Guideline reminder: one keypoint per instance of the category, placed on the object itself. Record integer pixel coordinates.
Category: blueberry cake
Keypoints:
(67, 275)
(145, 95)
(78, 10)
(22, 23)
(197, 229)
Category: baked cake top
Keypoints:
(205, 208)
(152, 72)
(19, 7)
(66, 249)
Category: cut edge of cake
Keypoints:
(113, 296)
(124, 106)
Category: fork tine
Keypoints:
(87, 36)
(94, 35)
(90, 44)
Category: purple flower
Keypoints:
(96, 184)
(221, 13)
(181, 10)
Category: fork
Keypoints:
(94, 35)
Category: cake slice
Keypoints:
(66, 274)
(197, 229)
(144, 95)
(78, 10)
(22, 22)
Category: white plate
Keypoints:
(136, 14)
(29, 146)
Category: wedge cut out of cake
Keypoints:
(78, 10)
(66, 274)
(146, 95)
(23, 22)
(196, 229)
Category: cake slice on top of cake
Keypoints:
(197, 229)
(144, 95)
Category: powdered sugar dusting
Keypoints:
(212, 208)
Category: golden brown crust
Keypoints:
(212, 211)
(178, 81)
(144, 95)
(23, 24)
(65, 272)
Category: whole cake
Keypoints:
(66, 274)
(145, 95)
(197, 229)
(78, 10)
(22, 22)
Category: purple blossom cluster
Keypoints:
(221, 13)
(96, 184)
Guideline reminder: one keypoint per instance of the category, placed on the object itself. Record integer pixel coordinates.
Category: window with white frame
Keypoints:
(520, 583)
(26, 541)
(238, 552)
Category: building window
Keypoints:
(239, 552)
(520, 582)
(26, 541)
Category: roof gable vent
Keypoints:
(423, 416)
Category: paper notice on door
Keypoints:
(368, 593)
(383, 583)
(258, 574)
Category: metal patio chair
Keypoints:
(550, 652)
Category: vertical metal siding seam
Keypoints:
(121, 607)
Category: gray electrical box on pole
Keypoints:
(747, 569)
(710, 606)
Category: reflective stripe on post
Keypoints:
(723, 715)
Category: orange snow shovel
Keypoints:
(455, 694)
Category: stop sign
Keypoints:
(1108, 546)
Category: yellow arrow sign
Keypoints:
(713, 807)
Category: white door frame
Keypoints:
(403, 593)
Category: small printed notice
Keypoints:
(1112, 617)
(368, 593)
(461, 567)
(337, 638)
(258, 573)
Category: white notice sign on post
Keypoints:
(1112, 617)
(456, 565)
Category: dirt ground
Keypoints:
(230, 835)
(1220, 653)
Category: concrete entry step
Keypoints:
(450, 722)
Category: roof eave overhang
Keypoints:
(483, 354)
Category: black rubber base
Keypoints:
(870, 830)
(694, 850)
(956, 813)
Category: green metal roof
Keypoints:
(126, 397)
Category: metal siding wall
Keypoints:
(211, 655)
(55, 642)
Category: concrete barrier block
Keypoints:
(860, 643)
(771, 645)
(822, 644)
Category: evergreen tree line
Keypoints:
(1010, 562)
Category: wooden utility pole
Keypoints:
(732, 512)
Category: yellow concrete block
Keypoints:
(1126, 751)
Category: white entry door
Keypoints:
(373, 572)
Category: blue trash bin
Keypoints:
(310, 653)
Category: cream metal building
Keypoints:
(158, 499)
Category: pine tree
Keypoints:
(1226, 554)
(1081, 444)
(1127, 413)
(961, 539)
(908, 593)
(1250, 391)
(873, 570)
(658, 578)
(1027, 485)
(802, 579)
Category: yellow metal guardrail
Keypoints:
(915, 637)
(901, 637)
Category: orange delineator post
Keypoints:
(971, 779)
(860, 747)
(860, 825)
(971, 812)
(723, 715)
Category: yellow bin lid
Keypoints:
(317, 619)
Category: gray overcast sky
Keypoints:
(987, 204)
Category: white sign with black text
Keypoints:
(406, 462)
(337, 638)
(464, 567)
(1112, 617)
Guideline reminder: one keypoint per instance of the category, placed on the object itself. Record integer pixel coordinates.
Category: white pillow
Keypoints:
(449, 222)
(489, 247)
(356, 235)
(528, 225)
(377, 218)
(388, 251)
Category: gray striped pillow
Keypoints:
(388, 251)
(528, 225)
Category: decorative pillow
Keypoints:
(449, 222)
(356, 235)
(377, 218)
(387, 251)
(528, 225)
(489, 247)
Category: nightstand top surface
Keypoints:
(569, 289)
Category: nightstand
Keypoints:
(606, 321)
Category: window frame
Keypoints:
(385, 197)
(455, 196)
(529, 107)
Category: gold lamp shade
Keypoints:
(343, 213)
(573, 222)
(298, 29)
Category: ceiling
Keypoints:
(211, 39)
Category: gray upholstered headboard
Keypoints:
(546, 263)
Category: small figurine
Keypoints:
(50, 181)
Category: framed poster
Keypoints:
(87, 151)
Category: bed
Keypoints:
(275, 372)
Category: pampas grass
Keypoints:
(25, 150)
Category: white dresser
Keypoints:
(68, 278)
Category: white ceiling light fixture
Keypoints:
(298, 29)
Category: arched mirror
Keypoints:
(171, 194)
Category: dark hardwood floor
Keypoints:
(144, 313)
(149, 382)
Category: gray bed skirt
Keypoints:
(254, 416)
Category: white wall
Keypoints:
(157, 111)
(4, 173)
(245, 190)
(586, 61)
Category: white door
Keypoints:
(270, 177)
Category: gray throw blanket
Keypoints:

• [Action item]
Consider the entries above and return each line with the string "cake".

• [Expected answer]
Category: blueberry cake
Category: baked cake top
Category: cut edge of cake
Category: cake slice
Category: wedge cut out of cake
Category: cake slice on top of cake
Category: whole cake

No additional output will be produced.